- [Problems and tasks]
[1] Reproduce the stretch of the passage on lunar craters from "Large craters formed" through "a billion years.".
[2] According to the passage on lunar craters, how much higher has the rate of large crater formation on the Moon been over approximately the last 290 million years than over the previous 700 million years?
=== Provided passage ===
Large craters formed by asteroid impacts in the last billion years are covered by boulders and rocks, while older craters have few rocks, Diviner data showed. This happens because impacts excavate lunar boulders that are ground into soil over tens to hundreds of millions of years by a constant rain of tiny meteorites.

Paper co-author Rebecca Ghent, a planetary scientist at University of Toronto and the Planetary Science Institute in Tucson, Arizona, calculated in 2014 the rate at which Moon rocks break down into soil. Her work thus revealed a relationship between an abundance of large rocks near a crater and the crater’s age. Using Ghent’s technique, the team assembled a list of ages of all lunar craters younger than about a billion years.

“It was a painstaking task, at first, to look through all of these data and map the craters out without knowing whether we would get anywhere or not,” said Sara Mazrouei, the lead author of the Science paper who collected and analyzed all the data for this project while a Ph.D. student at the University of Toronto.

The work paid off, returning several unexpected findings. First, the team discovered that the rate of large crater formation on the Moon has been two to three times higher over approximately the last 290 million years than it had been over the previous 700 million years. The reason for this jump in the impact rate is unknown. It might be related to large collisions taking place more than 300 million years ago in the main asteroid belt between the orbits of Mars and Jupiter, the researchers noted. Such events can create debris that can reach the inner solar system.
=== Data for review ===
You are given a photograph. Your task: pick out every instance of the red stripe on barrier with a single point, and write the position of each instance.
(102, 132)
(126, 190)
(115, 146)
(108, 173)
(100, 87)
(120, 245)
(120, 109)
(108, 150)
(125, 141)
===
- [Answers to the problems]
[1]
Large craters formed by asteroid impacts in the last billion years are covered by boulders and rocks, while older craters have few rocks, Diviner data showed. This happens because impacts excavate lunar boulders that are ground into soil over tens to hundreds of millions of years by a constant rain of tiny meteorites.

Paper co-author Rebecca Ghent, a planetary scientist at University of Toronto and the Planetary Science Institute in Tucson, Arizona, calculated in 2014 the rate at which Moon rocks break down into soil. Her work thus revealed a relationship between an abundance of large rocks near a crater and the crater’s age. Using Ghent’s technique, the team assembled a list of ages of all lunar craters younger than about a billion years.

[2] Two to three times higher.